-- EXERCISE REQUIREMENTS --
How many lines of the material below contain the word "Check"? Reply with the number alone.

-- GIVEN RECORDS --
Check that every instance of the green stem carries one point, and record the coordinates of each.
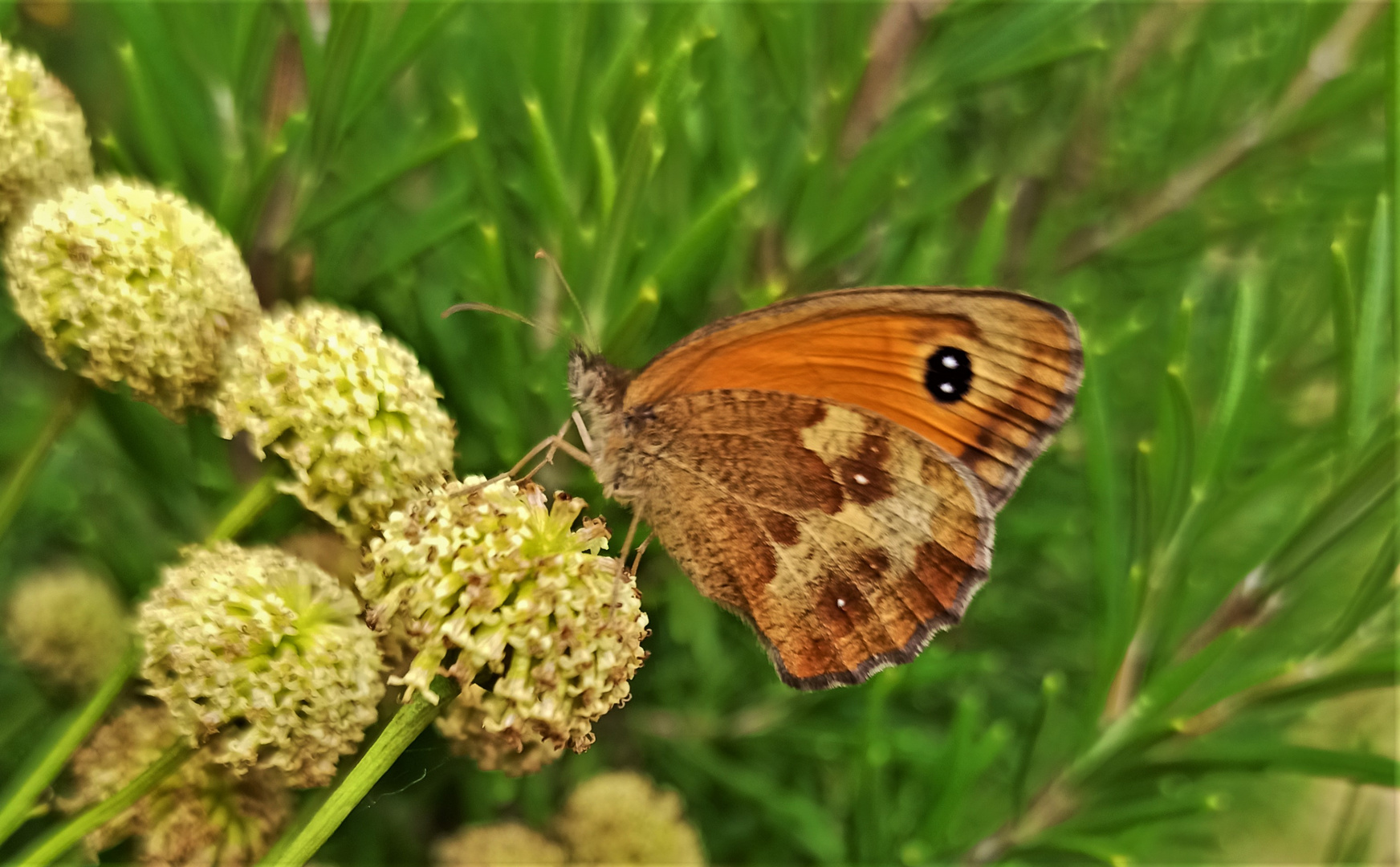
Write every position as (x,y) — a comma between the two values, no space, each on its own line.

==

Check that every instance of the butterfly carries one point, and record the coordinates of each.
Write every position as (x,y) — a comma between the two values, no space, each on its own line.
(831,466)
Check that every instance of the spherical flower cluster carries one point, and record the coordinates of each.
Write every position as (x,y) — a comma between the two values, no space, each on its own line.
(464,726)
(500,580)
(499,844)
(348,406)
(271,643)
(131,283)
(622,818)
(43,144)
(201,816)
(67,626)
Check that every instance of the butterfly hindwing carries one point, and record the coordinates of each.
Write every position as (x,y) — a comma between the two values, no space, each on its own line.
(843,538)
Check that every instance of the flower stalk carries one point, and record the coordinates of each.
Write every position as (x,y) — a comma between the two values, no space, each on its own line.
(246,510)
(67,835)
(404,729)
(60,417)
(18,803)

-- THE ANSWER --
5